- DATA PROVIDED
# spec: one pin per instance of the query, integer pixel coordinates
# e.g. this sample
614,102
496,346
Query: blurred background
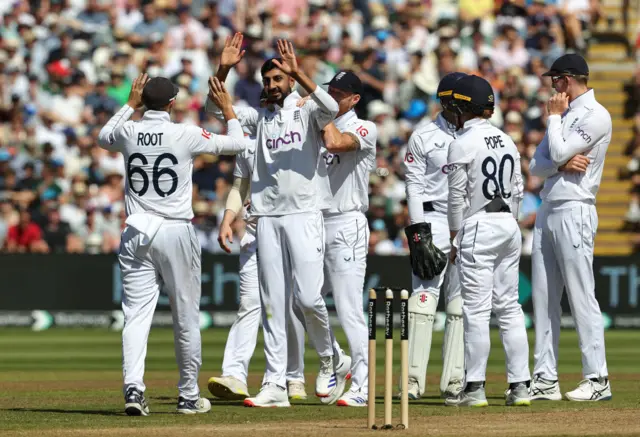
67,65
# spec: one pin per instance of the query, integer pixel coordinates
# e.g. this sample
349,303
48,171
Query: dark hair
269,65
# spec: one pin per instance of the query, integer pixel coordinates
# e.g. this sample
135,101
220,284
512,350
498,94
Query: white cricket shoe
591,391
270,396
228,387
452,390
296,390
544,390
325,377
518,396
353,399
339,379
475,398
196,406
413,389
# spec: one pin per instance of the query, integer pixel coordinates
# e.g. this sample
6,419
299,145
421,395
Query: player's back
492,164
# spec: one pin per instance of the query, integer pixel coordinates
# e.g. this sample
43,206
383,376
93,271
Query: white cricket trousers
171,262
441,239
562,258
488,261
290,266
243,334
345,265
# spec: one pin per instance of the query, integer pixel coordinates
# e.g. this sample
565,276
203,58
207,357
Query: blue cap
417,108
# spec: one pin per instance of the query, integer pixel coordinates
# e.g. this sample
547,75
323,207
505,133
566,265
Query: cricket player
427,188
571,158
485,171
243,335
289,191
349,154
159,248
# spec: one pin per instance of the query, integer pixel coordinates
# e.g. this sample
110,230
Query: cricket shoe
469,397
517,395
296,390
590,390
544,389
228,387
195,406
353,399
326,376
270,396
135,403
339,379
413,389
453,389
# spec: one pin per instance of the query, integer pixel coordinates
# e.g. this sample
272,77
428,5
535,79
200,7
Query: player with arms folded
571,158
159,248
485,172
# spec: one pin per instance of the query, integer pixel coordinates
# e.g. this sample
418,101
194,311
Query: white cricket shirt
349,171
159,156
484,163
585,128
426,167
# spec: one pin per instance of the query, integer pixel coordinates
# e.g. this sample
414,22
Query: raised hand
219,94
232,53
135,95
289,63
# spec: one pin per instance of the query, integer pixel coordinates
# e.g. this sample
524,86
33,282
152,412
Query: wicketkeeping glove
427,261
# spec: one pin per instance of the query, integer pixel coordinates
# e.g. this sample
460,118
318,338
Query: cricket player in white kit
289,190
427,188
571,159
159,248
485,171
349,154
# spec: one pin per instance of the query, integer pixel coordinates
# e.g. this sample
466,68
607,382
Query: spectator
25,236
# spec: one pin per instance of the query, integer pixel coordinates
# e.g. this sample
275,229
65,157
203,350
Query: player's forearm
336,141
105,137
414,203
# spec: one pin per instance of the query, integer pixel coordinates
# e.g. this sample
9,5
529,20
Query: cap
158,93
474,90
445,87
346,81
567,65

- TASK TO COMPLETE
Reproduce the material above verbatim; omit every picture.

- CORRECT ANSWER
# spec: one pin per instance of the query, integer pixel coordinates
# e.g. this sample
614,102
496,346
Query: blurred background
67,65
# spec: one pin per instance of the query, integer pixel coordinates
# e.g. this sample
349,303
48,171
Query: dark hair
269,65
# spec: one pin per instance of the query, integer pixel coordinates
# e.g. this sample
135,101
220,284
512,350
498,94
Query: white cricket shoe
591,391
270,396
228,387
452,390
296,390
544,390
325,377
518,396
353,399
339,379
475,398
196,406
413,389
# spec: one pin per instance of the query, integer pixel coordinates
# e.g. this sample
6,419
299,145
421,395
Query: player's back
492,164
# spec: one pin per instance of the query, integer pixel coordinates
# e.g. this sample
43,206
383,376
93,271
Query: white cricket trousers
171,262
441,239
562,258
488,261
290,266
243,334
345,265
# spec: one pin per instance of the query, integer pixel coordinates
# e.g. this sample
565,276
203,58
207,357
Query: blue cap
417,108
# spec: one pin per instance of the query, integer pixel coordinates
# e.g. this sample
547,75
323,207
505,133
566,265
Query: cricket player
427,188
571,158
485,171
243,335
289,191
349,154
159,248
# spec: one pin per instance of the query, integer pixel coordinates
# e.g. this sample
110,230
Query: cricket shoe
469,397
517,395
296,390
590,390
544,389
228,387
195,406
353,399
326,376
270,396
135,403
339,379
413,389
453,389
# spec: one pin per instance of the query, integer pixel coordinates
# e.g. this sample
272,77
428,5
535,79
200,7
Query: player with arms folded
571,158
159,248
485,172
# spec: one pin per instance of the query, integer pixel coordinates
# e.g. this sample
418,101
194,311
Query: white cricket shirt
349,171
159,156
484,163
585,128
426,167
# spec: one pin per instance of the query, integer pixel coordinates
# e.g. this sample
414,22
Query: raised hand
219,94
232,53
135,95
289,63
# spec: one pin per instance of the query, integer pixel coordinates
# e.g. this sample
524,86
33,282
152,412
Query: wicketkeeping glove
427,261
# spec: one pin per instance of the query, integer pixel coordinates
# e.g. this sample
460,118
318,338
Query: cricket player in white kit
289,190
427,188
571,159
159,248
485,171
349,154
# spec: one pin per instance of the query, integer pixel coordinates
# e.g. this sample
466,68
607,382
Query: spectator
25,236
# spec: one pin per instance of the query, integer pixel coordinates
# e.g. this sample
275,229
65,157
203,350
Query: player's forearm
336,141
105,137
414,203
# spec: one pin per instance of the query, integer pixel coordinates
# e.g. this sample
9,5
529,20
Query: cap
158,93
474,90
445,87
346,81
567,65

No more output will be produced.